(Selected passage)
┌──
Yet, I still love the game, even as it fails completely to frighten me. I would be lying if I said the lack of scares was not disappointing, but there is still something utterly compelling about the world of Dead Space.
I keep finding myself flipping through the The Art of Dead Space, a beautiful collection of concept drawings. There is something particularly interesting about a group of artists working within the confines of such strong visual themes; their limitations set them free. If you want proof, look at the dozens of pages devoted to the exploded corpse concepts of the necromorphs, or how the metal ribbing of Isaac’s space suit has influenced the design of everything in the game world, from space ships to glaciers.
However, no matter how visually intriguing the world may be, it is impossible to rekindle that feeling of anxiety that was so overwhelming back in 2008. Phantasm is bogged down by double breasted suits and improbable jump scares and three ensuing decades of horror movies that have embedded themselves in our collective unconscious.
└──
(Extracted data)
┌──
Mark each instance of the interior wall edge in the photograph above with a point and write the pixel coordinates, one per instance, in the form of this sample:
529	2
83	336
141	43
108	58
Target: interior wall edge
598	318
└──
(Exercise set)
[A] Write out the Dead Space passage word for word, starting with "I keep finding" and going on through "ships to glaciers.".
[B] Pick up the Dead Space passage after its last sentence and continue it.

(Answers for the exercise)
[A]
I keep finding myself flipping through the The Art of Dead Space, a beautiful collection of concept drawings. There is something particularly interesting about a group of artists working within the confines of such strong visual themes; their limitations set them free. If you want proof, look at the dozens of pages devoted to the exploded corpse concepts of the necromorphs, or how the metal ribbing of Isaac’s space suit has influenced the design of everything in the game world, from space ships to glaciers.

[B]
Dead Space suffers similarly. I know monsters are going to burst from that duct work as soon as I flip this lever. I know that, no matter how close my back is to the wall, a necromorph is going to appear behind me. Maybe two or three. I know it, so it isn’t harrowing – it’s merely frustrating. A momentary inconvenience solved with bullets, just like every other shooter.
What was once spine-tingling in Phantasm and Dead Space has become part of our DNA, a kind of pop culture fight or flight reflex. Some kinds of fear have a shelf life. Over the course of my 34 years, I’ve been afraid of vampires, the alien standing behind my bedroom door, driving on the highway, the ocean and more. I have read stories, watched movies and played games that have exploited those fears, but over time, I’ve gotten over them thanks to fear’s greatest enemy: familiarity.